**STATED GOAL**
In the records below, find the line containing "like [45, 130]."; copy exactly that line and all lines after it to the end, and nothing else.

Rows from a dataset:
[start]

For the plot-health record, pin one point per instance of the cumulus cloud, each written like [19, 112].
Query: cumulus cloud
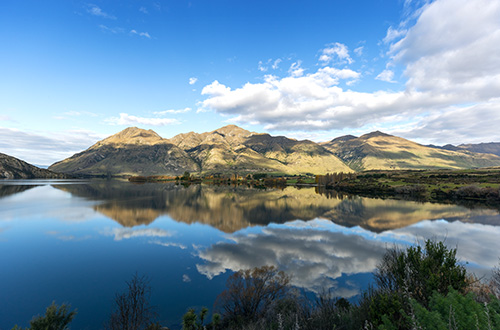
[315, 258]
[359, 51]
[114, 30]
[164, 112]
[126, 119]
[168, 244]
[37, 148]
[475, 124]
[261, 67]
[450, 57]
[97, 11]
[335, 53]
[141, 34]
[386, 75]
[318, 253]
[127, 233]
[393, 34]
[276, 63]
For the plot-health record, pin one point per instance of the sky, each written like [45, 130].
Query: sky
[74, 72]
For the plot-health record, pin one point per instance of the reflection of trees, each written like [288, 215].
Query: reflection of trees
[314, 257]
[231, 208]
[6, 190]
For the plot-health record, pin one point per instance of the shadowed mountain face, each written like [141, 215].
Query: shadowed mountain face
[483, 148]
[230, 208]
[133, 151]
[229, 149]
[13, 168]
[380, 151]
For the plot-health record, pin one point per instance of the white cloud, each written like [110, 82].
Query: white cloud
[141, 34]
[386, 75]
[336, 53]
[172, 111]
[315, 258]
[359, 51]
[296, 70]
[42, 149]
[261, 67]
[114, 30]
[127, 233]
[97, 11]
[169, 244]
[393, 34]
[276, 63]
[450, 57]
[126, 119]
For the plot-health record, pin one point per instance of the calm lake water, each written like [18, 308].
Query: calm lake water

[end]

**EXPECTED ANSWER**
For the plot-health record, pin one point per instance of the sky, each written like [45, 130].
Query: sky
[74, 72]
For the plot-health record, pin one point per instance of the reflection of trees, each written like [288, 215].
Query: reflection of trees
[314, 257]
[231, 208]
[6, 190]
For the plot-health record, pin one point per instance of the shadowed mountain face, each written like [141, 215].
Query: shadowed mountain face
[483, 148]
[230, 208]
[133, 151]
[229, 149]
[13, 168]
[380, 151]
For the plot-health record, pin one point per instance of the white cloud, each written like [110, 82].
Query: white cloud
[141, 34]
[386, 75]
[336, 53]
[172, 111]
[315, 258]
[359, 51]
[296, 70]
[42, 149]
[261, 67]
[114, 30]
[127, 233]
[97, 11]
[169, 244]
[393, 34]
[276, 63]
[450, 57]
[126, 119]
For the plot-health record, pin one point per instance of the calm lake water, each written like [18, 308].
Query: calm lake water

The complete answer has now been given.